Reproduce as a JSON list of strings the part of the entries that opens with the line containing "query | white cloud" and runs through the end of the entries, giving one string per line and omitting blank lines.
<<<<
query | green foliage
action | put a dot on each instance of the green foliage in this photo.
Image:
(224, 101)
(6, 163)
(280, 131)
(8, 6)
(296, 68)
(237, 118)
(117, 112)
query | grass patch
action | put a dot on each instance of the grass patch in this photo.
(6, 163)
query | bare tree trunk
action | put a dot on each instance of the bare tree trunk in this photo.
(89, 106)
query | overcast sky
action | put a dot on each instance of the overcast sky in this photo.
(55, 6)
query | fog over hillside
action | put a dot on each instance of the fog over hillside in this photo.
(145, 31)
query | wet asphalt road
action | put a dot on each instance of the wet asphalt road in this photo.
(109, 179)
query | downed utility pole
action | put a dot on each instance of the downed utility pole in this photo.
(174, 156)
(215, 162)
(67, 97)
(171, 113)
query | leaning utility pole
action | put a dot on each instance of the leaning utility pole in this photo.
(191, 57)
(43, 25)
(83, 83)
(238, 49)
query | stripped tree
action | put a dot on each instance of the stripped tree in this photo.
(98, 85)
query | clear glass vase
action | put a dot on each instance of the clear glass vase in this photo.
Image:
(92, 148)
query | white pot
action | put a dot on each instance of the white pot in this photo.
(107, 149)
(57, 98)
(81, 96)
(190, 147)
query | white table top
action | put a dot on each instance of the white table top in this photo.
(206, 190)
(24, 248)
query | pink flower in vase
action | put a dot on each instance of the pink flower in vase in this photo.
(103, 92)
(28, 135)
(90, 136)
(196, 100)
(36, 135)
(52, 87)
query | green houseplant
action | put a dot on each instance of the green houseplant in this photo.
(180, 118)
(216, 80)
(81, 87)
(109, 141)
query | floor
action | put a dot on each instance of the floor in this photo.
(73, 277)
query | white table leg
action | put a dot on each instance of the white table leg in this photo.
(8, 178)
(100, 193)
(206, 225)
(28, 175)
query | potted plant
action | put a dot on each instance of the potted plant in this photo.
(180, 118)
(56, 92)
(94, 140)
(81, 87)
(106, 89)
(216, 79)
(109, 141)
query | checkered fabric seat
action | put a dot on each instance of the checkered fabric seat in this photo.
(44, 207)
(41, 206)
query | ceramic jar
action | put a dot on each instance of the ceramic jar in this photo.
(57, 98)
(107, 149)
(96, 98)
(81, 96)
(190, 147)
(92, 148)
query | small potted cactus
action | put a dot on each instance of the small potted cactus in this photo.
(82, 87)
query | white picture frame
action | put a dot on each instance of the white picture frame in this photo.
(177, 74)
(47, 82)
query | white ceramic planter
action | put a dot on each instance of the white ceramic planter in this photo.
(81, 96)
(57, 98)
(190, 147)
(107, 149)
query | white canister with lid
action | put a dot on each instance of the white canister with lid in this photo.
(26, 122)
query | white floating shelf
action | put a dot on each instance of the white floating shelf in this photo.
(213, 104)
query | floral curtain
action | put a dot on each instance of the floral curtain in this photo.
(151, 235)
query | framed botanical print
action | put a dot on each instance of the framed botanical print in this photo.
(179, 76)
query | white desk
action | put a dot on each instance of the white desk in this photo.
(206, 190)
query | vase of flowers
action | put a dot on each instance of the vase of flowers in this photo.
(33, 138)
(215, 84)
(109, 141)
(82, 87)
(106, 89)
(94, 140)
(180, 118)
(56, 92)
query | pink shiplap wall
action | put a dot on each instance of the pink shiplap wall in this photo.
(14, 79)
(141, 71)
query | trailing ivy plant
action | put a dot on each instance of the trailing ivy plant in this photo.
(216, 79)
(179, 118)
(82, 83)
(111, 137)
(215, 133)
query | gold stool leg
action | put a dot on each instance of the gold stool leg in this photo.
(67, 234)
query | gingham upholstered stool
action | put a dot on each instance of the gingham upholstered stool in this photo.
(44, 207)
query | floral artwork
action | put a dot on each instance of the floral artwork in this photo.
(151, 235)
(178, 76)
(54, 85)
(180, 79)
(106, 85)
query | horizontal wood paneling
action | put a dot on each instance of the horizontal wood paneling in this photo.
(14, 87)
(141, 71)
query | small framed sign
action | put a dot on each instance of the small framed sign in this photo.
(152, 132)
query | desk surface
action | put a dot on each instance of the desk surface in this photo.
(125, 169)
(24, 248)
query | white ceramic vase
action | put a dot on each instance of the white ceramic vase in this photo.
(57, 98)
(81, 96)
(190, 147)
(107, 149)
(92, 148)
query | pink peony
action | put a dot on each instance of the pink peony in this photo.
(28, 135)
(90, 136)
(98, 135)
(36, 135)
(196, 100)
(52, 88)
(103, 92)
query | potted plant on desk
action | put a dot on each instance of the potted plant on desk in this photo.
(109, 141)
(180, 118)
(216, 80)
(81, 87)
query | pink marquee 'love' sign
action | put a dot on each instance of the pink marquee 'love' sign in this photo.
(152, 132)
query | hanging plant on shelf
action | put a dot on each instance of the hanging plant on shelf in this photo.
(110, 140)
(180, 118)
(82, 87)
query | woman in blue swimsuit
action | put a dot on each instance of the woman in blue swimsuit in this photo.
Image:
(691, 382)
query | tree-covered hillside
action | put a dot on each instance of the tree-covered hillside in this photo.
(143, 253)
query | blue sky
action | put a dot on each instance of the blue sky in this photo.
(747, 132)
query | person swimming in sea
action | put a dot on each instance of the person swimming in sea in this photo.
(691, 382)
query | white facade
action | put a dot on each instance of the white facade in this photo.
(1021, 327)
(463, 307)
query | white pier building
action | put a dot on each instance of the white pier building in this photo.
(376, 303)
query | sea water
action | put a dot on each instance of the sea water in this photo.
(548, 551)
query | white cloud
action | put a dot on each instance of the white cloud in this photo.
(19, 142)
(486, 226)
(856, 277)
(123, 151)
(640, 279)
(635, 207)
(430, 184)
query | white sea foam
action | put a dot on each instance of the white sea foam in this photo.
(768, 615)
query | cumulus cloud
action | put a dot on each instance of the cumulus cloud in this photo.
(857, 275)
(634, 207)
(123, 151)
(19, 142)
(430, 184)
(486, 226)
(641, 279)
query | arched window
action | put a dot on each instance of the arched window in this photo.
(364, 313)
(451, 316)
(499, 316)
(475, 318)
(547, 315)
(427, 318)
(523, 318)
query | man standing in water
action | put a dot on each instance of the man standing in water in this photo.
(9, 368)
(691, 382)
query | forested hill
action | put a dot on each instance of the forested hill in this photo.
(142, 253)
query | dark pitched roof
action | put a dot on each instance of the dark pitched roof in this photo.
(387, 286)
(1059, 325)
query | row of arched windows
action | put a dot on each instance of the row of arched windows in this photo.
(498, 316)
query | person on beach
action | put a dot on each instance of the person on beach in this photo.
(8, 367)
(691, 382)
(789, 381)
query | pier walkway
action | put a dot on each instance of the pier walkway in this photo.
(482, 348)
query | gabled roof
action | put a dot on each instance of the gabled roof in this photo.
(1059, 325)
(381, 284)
>>>>
The solution —
[
  "query | white cloud",
  "action | put a dot on each instance of the white cloud in this photo.",
  "(19, 142)",
  "(486, 226)",
  "(856, 277)",
  "(123, 151)",
  "(640, 279)",
  "(635, 207)",
  "(430, 184)",
  "query | white sea foam",
  "action | put a dot on each instance of the white sea foam in this photo.",
  "(768, 615)",
  "query | cumulus cloud",
  "action | put a dot on each instance of the cumulus cloud in this photo.",
  "(857, 275)",
  "(634, 207)",
  "(123, 151)",
  "(19, 142)",
  "(430, 184)",
  "(486, 226)",
  "(641, 279)",
  "query | arched window",
  "action | put a dot on each instance of the arched window in this photo.",
  "(364, 313)",
  "(451, 316)",
  "(499, 316)",
  "(475, 318)",
  "(547, 315)",
  "(427, 318)",
  "(523, 318)",
  "query | man standing in water",
  "action | put a dot on each instance of the man standing in water in this photo.",
  "(9, 368)",
  "(691, 382)",
  "query | forested hill",
  "action | put a dot on each instance of the forested hill in this photo.",
  "(142, 253)",
  "query | dark pitched roof",
  "action | put a dot on each instance of the dark pitched roof in this photo.",
  "(387, 286)",
  "(1059, 325)",
  "query | row of arched windows",
  "action | put a dot on each instance of the row of arched windows in this photo.",
  "(498, 316)",
  "query | person on beach",
  "action | put a dot on each instance of the person on beach in this photo.",
  "(8, 367)",
  "(691, 382)",
  "(789, 381)",
  "query | pier walkway",
  "action | put a dot on each instance of the pier walkway in this photo.",
  "(482, 348)",
  "query | gabled roof",
  "action | put a dot on each instance of the gabled roof in this photo.",
  "(1059, 325)",
  "(381, 284)"
]